*** TEXT SHOWN

Correction from my previous post here. The petsolutions chart is actually wrong on the power consumption for the Pro III series. According to Eheim (http://www.eheim.de/eheim/inhalte/index.jsp?id=32947) the 2071 is indeed 12W, but the 2073 is in fact 16W, and so is the 2075.


----------



## crazy72 (Apr 22, 2010)

Ok, so I ended up opting for the 2073. Just ordered it. It's expensive so it'd better be good! I'll be sure to whine on here otherwise. 

I'll wait and see what tubing it comes with and I'll get install kits from a forum member if it only comes with the green intake tube and spray bar.

Can't wait for it to arrive!


----------



## 2wheelsx2 (Apr 21, 2010)

Cool. Where did you order it from?


----------



## crazy72 (Apr 22, 2010)

I ordered it from Big Al's. Pets and Ponds were a bit cheaper without the discount but not with the discount. Mind you, silly me couldn't find where to enter the coupon code so as of now the order has been processed without the coupon code. I'll try to have that fixed.


----------



## crazy72 (Apr 22, 2010)

******

• _GOAL A_
Extract from the entries every line that contains the string "antenna", treating uppercase and lowercase letters as distinct.

*** INFORMATION SHOWN

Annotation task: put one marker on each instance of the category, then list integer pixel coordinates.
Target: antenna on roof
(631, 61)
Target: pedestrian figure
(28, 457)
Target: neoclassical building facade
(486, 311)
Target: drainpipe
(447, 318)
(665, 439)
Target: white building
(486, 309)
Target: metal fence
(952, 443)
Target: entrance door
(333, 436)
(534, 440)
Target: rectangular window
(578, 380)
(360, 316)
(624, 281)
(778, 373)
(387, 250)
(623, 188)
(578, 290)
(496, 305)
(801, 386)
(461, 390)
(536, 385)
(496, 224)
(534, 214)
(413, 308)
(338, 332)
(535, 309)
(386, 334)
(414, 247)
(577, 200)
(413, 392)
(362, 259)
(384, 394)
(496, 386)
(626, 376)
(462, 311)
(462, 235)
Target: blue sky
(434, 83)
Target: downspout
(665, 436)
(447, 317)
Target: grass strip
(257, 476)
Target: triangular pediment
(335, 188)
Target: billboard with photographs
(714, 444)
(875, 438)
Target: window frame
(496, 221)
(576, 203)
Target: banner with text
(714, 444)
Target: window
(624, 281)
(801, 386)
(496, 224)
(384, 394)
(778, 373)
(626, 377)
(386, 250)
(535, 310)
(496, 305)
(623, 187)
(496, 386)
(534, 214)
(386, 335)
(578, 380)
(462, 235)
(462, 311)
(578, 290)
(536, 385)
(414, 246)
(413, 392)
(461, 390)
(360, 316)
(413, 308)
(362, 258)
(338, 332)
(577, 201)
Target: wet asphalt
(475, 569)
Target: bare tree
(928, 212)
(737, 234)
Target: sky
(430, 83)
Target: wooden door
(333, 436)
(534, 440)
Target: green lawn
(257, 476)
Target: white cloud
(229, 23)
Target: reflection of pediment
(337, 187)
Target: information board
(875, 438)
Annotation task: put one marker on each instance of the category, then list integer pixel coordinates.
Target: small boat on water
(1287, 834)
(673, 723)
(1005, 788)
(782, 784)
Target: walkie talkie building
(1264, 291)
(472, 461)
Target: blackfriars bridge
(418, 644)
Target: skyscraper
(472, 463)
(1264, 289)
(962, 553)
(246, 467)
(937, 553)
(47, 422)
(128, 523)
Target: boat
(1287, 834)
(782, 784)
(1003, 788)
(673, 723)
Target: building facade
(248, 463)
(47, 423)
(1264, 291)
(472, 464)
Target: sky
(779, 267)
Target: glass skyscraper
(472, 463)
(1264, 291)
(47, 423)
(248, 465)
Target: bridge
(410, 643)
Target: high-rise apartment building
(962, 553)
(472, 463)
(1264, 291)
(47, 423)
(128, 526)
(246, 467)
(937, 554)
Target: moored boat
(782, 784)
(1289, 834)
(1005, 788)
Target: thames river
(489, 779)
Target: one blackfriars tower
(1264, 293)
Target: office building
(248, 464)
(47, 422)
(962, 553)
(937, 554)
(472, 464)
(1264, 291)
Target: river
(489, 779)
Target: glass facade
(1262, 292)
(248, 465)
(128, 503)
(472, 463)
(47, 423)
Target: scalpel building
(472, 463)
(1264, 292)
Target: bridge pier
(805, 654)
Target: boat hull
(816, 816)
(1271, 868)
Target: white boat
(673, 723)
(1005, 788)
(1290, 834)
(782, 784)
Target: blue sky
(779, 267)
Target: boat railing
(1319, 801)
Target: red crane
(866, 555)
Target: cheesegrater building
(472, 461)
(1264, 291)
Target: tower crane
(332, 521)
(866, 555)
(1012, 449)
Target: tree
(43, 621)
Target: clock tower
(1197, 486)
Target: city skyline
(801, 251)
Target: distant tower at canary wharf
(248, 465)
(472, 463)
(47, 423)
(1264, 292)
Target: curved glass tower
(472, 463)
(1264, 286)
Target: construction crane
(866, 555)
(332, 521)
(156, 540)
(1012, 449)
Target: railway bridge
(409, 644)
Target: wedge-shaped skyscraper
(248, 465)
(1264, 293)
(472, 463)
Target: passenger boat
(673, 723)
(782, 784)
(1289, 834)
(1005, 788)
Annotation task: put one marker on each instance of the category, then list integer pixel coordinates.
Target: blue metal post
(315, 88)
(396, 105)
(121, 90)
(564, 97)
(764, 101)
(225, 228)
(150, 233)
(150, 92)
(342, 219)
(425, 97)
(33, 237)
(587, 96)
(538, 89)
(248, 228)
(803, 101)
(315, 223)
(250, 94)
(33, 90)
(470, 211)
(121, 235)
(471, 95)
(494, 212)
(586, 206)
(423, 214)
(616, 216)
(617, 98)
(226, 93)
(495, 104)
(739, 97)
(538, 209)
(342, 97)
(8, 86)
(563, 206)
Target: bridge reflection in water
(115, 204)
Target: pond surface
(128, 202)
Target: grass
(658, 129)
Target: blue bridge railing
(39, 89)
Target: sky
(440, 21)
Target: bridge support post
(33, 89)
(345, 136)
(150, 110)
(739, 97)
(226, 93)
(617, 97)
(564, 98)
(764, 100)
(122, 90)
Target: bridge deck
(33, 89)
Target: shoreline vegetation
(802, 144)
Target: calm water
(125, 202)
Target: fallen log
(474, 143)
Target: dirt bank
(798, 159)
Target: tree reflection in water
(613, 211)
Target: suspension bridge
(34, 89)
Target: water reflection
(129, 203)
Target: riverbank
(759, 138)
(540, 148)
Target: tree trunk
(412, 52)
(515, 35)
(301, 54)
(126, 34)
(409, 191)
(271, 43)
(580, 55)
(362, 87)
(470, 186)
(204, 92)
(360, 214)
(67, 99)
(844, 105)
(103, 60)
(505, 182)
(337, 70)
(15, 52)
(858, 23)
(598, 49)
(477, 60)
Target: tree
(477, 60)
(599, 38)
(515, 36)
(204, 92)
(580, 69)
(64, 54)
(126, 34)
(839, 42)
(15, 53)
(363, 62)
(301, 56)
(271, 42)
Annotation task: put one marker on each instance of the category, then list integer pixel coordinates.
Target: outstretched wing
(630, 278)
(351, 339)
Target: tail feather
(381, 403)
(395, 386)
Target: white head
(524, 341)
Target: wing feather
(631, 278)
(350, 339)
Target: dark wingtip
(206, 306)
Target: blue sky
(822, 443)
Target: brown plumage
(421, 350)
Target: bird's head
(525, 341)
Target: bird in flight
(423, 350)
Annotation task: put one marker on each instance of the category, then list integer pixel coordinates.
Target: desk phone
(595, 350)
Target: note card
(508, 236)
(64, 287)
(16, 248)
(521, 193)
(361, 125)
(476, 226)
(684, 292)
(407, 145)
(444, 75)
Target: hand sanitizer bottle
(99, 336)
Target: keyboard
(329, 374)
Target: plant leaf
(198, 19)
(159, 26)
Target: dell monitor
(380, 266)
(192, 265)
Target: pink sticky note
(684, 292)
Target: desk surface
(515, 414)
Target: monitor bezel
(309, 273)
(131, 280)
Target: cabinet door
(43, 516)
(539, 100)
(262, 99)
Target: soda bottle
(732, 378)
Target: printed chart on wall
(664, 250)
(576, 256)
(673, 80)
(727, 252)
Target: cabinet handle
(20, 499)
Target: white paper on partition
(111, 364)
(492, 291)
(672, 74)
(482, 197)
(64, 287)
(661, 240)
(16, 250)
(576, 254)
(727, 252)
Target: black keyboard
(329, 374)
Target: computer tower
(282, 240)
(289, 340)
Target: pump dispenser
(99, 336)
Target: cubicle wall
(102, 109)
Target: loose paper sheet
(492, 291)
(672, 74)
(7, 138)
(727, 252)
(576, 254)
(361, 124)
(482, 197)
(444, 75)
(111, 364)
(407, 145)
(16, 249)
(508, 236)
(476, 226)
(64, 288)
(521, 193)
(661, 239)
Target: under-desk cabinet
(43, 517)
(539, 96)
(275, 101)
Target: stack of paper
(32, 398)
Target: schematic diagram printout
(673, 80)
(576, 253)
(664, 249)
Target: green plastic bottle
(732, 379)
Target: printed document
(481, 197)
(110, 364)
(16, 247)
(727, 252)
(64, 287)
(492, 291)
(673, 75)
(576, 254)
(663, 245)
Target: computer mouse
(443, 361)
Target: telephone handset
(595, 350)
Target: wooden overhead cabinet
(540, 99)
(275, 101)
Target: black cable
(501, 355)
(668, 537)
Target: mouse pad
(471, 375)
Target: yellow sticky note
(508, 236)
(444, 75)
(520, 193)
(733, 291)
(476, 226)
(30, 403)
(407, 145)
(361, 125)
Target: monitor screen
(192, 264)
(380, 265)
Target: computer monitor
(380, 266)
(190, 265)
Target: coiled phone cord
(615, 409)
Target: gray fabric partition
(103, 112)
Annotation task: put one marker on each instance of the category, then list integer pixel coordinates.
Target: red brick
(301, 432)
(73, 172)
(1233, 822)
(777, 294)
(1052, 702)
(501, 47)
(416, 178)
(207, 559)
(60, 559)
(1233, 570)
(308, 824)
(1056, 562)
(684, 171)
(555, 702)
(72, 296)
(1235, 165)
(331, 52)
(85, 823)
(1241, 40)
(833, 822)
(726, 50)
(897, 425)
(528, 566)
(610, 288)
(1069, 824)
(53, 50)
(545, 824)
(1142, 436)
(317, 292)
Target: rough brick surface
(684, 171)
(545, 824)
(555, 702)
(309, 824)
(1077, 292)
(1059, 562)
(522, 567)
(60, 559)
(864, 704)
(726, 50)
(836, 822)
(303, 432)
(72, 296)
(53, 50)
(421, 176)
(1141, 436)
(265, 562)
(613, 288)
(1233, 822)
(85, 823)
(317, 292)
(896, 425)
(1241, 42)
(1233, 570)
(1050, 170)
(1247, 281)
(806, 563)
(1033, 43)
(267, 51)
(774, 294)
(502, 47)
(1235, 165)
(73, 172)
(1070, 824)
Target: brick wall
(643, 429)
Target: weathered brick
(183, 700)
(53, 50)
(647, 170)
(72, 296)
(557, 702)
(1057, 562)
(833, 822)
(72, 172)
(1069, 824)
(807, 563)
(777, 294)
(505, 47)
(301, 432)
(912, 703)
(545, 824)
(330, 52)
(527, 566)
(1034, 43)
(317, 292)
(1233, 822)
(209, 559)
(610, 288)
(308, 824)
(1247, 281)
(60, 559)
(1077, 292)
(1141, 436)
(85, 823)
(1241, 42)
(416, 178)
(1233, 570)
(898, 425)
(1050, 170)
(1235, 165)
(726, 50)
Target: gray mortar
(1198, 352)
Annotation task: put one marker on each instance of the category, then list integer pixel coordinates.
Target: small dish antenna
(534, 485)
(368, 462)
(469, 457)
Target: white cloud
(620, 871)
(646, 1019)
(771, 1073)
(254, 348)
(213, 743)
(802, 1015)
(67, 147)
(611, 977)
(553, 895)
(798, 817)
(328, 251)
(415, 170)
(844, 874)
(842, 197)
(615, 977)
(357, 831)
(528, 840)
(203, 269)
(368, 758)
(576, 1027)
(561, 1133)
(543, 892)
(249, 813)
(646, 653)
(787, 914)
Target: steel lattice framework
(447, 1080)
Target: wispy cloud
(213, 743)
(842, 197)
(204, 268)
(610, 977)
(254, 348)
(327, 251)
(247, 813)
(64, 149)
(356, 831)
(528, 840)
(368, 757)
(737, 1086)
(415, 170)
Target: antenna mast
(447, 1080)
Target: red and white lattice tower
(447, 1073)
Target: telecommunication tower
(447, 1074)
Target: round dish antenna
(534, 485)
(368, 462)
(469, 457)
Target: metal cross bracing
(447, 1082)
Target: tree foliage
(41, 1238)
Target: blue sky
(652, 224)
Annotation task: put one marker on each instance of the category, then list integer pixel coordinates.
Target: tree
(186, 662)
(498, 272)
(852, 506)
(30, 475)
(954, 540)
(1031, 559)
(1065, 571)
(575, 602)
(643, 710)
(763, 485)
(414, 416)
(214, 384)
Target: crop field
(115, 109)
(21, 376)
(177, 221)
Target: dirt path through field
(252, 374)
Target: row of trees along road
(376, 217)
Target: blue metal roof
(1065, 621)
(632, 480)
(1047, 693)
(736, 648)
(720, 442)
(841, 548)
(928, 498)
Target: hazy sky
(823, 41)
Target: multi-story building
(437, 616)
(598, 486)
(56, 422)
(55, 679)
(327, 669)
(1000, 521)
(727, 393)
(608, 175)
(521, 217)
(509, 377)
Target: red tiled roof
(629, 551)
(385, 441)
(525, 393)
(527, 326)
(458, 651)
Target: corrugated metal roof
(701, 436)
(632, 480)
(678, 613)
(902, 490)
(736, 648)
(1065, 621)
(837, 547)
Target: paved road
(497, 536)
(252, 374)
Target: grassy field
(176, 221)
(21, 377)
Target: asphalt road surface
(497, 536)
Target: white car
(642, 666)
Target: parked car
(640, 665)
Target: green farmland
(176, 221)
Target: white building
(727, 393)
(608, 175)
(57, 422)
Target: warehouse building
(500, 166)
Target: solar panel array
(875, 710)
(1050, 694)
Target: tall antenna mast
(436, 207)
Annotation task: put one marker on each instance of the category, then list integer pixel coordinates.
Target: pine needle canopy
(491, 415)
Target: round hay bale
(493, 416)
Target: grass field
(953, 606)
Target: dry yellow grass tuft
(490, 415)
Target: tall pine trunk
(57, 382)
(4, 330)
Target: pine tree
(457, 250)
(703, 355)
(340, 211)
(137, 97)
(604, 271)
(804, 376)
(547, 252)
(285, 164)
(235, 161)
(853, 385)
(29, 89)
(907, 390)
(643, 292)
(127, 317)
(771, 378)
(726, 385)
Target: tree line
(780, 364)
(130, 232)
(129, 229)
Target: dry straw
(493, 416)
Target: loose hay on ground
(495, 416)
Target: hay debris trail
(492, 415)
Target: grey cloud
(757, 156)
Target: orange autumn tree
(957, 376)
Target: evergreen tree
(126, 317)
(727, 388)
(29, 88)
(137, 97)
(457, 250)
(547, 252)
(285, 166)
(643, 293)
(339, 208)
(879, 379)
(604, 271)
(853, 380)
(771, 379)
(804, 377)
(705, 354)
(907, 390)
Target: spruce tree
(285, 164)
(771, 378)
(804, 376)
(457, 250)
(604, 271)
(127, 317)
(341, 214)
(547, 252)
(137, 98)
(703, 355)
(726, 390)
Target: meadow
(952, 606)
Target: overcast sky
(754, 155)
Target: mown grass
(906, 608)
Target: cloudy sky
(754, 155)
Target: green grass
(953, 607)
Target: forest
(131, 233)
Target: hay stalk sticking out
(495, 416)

******

• _GOAL B_
Resume the forum thread about the Eheim filter purchase, picking it up from the point where it stops.

• _FINAL RESULT A_
Target: antenna on roof
Target: small dish antenna
Target: antenna mast
Target: round dish antenna
Target: tall antenna mast

• _FINAL RESULT B_
crazy72 said:


> I ordered it from Big Al's. Pets and Ponds were a bit cheaper without the discount but not with the discount. Mind you, silly me couldn't find where to enter the coupon code so as of now the order has been processed without the coupon code. I'll try to have that fixed.


Just called them. No prob at all. They'll refund me the 15%. They have good customer service actually. I called them a couple of times last week to ask for more info about some of their products and they were very good and very friendly every time.


----------



## AtomicPenguin (Apr 22, 2010)

crazy72 said:


> I'm wondering whether we can't cut the hard-plastic tubing. I asked the question higher up in this thread but no answer. If it's doable then that would work for me. So let's ask the question again: anyone has done that?


OK, so I ended up going with the Ecco 2234 and I had no problem cutting the hard plastic tubing on the intake side to fit the tank (the output side is quite short to begin with). Now it fits perfectly!


----------



## crazy72 (Apr 22, 2010)

My 2073 arrived yesterday and I set it up today. Very happy so far (until I pay the Visa bill, of course ). Installation was very easy (way easier than the XPs where pushing the tubes in is ridiculously hard), it came with the install kits so that gives good options, and it's dead silent. At least as silent as my most silent XP3, which means that I have to open the stand and get close to hear it.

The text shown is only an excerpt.